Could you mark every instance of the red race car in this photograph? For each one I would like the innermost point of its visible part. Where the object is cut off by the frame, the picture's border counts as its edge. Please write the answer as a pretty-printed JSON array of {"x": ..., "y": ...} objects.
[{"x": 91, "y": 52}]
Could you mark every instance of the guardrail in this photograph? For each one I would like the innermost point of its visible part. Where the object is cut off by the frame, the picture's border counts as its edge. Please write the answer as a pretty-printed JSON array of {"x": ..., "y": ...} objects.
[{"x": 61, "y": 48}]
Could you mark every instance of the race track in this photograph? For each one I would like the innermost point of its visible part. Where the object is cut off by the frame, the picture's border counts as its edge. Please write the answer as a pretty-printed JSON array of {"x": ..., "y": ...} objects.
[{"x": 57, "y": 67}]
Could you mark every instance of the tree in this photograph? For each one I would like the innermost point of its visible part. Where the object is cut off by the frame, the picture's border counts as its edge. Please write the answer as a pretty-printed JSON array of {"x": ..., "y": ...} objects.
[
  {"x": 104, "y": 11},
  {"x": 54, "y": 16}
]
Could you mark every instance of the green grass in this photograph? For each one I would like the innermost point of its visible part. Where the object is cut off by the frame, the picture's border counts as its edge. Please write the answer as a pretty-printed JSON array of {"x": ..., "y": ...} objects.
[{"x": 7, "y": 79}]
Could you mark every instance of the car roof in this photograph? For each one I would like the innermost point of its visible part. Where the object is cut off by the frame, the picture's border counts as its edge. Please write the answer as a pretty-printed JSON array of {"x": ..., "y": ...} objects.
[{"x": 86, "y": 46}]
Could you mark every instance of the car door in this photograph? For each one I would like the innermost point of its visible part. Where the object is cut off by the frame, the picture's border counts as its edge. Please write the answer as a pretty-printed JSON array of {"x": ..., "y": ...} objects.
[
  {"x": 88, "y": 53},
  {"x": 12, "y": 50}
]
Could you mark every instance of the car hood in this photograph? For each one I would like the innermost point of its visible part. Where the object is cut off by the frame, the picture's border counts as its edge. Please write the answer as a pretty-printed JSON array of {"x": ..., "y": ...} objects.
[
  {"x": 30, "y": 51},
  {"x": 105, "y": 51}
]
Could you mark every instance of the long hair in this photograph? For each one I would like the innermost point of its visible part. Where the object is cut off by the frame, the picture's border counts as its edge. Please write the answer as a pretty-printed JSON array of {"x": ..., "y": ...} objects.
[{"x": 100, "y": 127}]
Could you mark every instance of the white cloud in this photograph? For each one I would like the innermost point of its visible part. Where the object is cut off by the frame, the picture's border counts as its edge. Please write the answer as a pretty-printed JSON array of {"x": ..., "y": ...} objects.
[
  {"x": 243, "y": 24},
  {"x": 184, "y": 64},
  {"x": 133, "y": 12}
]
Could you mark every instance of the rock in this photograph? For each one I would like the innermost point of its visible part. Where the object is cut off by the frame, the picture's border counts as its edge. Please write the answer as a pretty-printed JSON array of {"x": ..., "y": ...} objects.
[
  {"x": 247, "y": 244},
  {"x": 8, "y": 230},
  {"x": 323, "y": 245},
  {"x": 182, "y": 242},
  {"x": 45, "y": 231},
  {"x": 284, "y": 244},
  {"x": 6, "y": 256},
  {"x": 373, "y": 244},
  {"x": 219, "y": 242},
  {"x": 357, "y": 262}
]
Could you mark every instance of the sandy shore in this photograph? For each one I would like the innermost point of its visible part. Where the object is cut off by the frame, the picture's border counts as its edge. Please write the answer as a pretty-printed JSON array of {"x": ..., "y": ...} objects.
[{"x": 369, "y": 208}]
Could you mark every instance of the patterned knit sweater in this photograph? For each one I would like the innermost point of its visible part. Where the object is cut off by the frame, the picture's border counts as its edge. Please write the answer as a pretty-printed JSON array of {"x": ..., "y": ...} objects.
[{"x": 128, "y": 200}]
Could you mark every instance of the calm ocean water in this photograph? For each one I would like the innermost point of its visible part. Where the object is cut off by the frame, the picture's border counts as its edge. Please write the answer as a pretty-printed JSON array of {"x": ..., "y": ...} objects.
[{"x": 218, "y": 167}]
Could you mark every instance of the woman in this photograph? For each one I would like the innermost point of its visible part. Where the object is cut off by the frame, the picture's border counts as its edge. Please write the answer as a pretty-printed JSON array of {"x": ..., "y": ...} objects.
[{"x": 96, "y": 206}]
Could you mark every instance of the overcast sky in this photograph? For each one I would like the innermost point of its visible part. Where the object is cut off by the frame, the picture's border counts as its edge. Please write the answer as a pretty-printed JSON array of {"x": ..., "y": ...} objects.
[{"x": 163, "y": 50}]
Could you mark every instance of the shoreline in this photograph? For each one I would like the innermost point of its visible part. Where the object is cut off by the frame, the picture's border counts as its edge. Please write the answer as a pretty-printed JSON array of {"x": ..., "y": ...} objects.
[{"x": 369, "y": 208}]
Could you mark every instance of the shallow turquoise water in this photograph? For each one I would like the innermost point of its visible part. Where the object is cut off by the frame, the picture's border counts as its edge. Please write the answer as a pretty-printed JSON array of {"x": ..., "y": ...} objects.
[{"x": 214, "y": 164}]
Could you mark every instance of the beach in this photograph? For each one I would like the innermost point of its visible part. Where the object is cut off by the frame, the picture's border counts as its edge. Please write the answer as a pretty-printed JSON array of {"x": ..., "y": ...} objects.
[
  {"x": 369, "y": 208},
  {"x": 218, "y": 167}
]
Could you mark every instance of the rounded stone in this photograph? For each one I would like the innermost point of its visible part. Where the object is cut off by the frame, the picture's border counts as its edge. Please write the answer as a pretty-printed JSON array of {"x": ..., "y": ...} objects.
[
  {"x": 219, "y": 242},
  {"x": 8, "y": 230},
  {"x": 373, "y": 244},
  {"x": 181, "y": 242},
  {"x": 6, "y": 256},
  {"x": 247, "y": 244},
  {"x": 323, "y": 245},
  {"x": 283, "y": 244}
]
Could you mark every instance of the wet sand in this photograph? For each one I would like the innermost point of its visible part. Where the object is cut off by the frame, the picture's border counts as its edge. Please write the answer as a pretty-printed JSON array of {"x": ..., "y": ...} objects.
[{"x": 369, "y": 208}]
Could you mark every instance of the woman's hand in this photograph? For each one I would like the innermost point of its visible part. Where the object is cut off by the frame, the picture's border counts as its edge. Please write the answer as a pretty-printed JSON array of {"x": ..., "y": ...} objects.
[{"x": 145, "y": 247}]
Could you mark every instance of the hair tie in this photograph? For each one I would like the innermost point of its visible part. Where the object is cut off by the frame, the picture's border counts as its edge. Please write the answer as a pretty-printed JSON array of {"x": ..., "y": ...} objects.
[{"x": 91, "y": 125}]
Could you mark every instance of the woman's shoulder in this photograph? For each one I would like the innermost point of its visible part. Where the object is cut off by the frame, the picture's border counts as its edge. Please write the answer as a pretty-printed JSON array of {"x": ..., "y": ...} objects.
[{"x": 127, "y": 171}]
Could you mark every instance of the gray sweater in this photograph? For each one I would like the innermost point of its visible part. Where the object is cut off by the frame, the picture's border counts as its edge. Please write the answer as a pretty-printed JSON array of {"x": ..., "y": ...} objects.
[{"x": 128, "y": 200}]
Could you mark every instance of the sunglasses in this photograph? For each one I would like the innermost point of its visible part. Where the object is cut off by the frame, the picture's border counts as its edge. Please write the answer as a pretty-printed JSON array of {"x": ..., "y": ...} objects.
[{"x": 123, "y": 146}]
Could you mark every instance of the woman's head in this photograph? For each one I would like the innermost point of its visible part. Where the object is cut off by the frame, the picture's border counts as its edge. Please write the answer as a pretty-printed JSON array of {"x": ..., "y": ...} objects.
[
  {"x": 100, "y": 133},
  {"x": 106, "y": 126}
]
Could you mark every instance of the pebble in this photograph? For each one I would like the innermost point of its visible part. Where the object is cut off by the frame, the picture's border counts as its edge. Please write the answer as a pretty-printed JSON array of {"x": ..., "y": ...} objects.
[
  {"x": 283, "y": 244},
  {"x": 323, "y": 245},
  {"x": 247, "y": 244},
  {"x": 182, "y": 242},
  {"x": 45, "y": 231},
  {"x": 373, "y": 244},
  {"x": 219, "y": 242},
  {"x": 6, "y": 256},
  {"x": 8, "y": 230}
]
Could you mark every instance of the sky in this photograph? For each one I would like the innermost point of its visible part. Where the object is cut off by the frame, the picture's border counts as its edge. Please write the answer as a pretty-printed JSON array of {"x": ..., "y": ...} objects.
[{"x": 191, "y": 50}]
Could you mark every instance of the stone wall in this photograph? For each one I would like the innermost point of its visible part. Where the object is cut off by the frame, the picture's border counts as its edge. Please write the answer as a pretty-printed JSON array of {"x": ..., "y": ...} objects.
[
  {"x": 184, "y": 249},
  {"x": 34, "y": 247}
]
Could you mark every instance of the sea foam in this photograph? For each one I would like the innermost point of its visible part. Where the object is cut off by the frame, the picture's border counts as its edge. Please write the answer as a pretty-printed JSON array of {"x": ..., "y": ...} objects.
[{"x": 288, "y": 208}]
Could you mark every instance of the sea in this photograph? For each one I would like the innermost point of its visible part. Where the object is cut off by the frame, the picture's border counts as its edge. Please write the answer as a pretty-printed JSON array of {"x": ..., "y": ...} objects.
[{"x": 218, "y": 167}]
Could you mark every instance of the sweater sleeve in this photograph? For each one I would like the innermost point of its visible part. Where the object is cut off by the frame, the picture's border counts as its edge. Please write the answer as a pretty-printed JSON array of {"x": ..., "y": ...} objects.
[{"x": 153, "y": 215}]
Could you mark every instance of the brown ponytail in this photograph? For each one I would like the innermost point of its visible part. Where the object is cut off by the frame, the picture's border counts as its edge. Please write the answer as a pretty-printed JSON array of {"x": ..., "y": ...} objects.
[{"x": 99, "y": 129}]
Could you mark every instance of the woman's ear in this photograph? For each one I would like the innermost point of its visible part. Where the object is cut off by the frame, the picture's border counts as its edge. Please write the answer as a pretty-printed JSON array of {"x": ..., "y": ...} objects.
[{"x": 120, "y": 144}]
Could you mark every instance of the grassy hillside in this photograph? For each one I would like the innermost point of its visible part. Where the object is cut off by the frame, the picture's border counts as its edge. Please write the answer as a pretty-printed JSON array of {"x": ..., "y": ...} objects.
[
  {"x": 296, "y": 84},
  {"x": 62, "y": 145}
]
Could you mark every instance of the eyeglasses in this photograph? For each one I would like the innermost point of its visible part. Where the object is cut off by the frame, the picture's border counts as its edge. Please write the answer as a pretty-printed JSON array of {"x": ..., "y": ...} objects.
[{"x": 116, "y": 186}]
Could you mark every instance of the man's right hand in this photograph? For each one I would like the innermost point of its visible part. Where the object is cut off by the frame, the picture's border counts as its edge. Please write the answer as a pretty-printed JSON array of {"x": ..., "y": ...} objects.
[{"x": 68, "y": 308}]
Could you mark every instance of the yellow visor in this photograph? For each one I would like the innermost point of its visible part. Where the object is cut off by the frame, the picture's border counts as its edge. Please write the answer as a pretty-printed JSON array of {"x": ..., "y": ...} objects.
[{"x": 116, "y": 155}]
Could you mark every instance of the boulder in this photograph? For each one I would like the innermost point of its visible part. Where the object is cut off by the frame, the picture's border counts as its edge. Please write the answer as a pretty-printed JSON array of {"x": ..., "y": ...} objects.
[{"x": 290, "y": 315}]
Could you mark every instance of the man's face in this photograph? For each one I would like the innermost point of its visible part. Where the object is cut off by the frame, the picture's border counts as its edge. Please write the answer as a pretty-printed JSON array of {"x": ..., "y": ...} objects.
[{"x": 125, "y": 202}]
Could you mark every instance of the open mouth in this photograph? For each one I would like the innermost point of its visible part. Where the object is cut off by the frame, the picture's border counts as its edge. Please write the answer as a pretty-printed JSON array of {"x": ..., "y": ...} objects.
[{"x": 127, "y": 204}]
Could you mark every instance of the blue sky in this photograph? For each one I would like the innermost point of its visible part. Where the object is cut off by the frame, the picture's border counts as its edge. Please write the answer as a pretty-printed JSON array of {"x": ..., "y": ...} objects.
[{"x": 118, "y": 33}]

[DO THIS]
Output the line containing "Could you mark every instance of the man's face" and all lines after it to the end of the records, exactly as given.

[RESULT OF THIS TASK]
Could you mark every instance of the man's face in this photograph? For each one I would like the innermost point of its visible part. Where the object is cut off by the frame, the picture's border counts as its edge. Please write the answer as a pretty-printed JSON array of {"x": ..., "y": ...} objects.
[{"x": 125, "y": 202}]
Could you mark every instance of the open mouth in this photograph? For each one I would like the innermost point of its visible part. Where the object is cut off by the frame, the picture's border counts as its edge. Please write the answer as a pretty-printed JSON array of {"x": ..., "y": ...} objects.
[{"x": 127, "y": 204}]
Could you mark every instance of the blue sky in this photograph? For each one I would like the innermost point of its visible part. Where the object is cut off by the frame, the picture's border counts as its edge. Please write the answer as a pretty-printed JSON array of {"x": ..., "y": ...} objects.
[{"x": 118, "y": 33}]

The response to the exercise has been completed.